Task statement. Collect each line in the rows below that contains the string "tree", copying the lines unchanged. Case counts.

>>>

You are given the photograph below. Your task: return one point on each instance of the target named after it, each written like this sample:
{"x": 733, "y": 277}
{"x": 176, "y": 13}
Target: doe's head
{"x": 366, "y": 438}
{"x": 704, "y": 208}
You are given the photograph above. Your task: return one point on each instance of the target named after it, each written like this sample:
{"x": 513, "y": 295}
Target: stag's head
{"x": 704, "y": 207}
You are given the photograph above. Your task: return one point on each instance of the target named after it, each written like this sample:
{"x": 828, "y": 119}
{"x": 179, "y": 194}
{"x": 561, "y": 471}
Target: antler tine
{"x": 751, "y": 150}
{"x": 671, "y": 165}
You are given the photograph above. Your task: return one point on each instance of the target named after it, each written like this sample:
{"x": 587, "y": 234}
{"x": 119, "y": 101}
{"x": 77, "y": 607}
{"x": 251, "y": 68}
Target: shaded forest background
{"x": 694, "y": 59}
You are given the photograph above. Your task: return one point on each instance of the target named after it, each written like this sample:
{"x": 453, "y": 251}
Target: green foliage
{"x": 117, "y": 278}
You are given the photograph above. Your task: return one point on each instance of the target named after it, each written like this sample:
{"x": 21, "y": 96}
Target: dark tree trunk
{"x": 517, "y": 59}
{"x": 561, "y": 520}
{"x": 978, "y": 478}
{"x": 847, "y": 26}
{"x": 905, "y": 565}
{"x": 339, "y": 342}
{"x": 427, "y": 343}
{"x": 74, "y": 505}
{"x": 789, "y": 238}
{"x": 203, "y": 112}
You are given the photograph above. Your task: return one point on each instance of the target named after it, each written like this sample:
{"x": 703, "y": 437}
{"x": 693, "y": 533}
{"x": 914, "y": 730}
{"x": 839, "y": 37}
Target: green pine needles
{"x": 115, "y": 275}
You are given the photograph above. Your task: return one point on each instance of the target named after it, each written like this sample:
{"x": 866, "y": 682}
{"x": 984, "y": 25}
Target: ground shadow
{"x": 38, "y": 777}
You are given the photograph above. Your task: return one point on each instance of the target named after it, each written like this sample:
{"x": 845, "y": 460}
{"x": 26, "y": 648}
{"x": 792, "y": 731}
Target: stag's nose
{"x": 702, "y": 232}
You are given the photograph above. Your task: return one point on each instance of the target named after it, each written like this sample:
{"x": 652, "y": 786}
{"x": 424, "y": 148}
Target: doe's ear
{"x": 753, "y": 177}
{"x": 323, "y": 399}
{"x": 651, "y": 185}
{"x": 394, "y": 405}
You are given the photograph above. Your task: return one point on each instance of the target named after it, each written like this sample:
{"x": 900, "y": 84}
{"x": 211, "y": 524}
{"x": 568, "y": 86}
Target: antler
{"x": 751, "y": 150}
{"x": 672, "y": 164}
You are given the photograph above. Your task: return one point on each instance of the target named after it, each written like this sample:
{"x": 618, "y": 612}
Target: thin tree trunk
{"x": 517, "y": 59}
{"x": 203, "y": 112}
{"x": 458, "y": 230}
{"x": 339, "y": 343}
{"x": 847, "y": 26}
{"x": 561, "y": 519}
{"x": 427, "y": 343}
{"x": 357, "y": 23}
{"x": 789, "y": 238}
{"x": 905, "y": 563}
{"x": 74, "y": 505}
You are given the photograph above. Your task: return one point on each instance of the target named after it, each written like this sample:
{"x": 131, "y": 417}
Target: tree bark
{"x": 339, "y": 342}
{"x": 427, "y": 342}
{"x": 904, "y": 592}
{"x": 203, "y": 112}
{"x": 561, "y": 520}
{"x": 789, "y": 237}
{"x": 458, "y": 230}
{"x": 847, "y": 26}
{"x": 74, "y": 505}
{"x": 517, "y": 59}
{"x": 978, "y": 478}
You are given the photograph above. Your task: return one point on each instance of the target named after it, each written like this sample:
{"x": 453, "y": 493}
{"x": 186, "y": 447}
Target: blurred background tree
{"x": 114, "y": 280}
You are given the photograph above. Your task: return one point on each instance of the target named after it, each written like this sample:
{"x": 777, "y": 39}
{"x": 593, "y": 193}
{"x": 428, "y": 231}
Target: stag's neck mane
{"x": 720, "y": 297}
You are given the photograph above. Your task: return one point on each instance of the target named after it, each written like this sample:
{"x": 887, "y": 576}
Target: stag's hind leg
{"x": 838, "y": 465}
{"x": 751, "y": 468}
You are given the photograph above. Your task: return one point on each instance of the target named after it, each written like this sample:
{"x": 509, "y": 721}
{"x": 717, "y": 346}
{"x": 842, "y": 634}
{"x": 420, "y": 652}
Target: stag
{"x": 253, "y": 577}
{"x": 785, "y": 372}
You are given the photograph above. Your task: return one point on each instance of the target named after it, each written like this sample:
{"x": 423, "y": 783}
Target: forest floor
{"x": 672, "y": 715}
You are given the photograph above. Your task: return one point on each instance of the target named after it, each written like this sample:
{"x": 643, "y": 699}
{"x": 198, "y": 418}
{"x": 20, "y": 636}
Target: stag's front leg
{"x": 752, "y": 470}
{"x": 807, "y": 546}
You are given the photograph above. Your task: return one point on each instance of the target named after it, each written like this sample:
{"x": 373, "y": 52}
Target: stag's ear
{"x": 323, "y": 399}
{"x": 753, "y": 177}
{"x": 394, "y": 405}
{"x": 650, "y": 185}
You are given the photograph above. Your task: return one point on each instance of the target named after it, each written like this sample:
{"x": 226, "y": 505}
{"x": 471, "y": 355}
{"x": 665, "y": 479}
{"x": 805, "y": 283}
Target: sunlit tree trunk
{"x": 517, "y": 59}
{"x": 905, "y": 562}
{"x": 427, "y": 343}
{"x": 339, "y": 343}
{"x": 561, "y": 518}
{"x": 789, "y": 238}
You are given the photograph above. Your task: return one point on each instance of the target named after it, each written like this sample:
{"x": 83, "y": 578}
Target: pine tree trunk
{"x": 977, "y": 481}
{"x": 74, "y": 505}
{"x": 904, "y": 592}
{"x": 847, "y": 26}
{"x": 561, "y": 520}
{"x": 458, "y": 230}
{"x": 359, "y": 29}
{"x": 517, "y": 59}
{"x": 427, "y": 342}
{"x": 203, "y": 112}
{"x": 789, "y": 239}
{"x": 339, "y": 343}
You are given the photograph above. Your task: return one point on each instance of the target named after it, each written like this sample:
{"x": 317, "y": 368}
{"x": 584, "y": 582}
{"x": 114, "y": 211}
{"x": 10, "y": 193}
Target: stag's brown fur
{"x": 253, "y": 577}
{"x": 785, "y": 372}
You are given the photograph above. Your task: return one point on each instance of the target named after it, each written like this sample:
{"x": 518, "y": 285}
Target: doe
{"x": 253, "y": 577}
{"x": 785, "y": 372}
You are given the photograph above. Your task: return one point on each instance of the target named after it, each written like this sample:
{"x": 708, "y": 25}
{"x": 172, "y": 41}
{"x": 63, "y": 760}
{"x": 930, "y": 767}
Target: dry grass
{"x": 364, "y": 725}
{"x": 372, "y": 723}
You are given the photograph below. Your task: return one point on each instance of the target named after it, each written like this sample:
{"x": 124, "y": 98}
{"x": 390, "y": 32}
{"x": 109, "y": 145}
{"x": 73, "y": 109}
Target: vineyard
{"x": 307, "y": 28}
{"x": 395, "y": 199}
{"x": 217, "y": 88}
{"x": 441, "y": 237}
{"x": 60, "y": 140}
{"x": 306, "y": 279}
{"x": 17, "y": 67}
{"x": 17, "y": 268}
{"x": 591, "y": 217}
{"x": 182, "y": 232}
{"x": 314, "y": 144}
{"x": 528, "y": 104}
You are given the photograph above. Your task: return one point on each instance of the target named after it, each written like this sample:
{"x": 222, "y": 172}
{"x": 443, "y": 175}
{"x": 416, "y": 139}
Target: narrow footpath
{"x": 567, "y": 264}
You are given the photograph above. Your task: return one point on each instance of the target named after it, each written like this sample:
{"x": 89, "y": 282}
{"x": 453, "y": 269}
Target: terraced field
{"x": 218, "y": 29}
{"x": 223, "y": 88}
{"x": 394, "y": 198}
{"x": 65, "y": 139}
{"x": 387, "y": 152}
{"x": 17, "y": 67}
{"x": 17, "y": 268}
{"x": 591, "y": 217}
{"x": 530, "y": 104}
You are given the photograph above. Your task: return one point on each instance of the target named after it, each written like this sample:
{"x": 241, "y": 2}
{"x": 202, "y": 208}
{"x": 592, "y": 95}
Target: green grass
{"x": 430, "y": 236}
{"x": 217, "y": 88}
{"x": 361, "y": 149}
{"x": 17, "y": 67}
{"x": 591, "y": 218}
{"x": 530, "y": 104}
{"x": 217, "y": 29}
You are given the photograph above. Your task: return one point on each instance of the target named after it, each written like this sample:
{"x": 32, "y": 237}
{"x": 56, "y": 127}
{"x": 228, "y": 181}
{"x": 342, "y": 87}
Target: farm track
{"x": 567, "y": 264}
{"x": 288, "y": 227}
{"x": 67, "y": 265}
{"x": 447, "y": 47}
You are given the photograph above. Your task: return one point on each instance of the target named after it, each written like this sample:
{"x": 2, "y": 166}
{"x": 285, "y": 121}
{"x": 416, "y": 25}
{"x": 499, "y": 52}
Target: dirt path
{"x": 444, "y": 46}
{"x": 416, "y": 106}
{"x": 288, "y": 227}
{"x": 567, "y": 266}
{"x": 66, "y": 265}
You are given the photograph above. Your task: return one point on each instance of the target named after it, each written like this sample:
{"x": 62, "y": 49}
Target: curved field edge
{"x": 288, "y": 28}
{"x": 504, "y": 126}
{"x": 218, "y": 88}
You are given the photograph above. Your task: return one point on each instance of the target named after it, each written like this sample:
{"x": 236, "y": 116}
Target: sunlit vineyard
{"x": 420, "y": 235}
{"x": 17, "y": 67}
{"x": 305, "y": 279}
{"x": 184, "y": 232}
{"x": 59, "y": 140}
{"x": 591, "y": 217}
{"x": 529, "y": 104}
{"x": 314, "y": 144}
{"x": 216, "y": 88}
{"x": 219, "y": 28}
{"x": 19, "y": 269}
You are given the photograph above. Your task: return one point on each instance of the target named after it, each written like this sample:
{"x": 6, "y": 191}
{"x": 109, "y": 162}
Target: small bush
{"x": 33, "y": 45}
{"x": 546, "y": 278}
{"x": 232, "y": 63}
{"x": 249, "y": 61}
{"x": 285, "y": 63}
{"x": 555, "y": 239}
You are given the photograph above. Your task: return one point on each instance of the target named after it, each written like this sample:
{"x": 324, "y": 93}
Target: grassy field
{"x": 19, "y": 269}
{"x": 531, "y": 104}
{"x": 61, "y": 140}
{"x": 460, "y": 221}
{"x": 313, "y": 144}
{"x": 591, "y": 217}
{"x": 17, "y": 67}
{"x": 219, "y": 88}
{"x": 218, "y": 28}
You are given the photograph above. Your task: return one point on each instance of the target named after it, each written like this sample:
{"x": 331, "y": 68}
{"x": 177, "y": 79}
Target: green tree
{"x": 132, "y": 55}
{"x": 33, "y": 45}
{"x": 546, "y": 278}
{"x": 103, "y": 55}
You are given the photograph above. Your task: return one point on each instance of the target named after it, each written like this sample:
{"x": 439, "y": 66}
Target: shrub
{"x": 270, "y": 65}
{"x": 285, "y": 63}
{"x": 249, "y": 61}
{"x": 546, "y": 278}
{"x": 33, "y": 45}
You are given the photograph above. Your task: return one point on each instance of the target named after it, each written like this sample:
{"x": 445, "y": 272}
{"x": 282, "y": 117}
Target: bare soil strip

<<<

Written response.
Target: dark tree trunk
Target: thin tree trunk
Target: tree bark
Target: blurred background tree
Target: sunlit tree trunk
Target: pine tree trunk
Target: green tree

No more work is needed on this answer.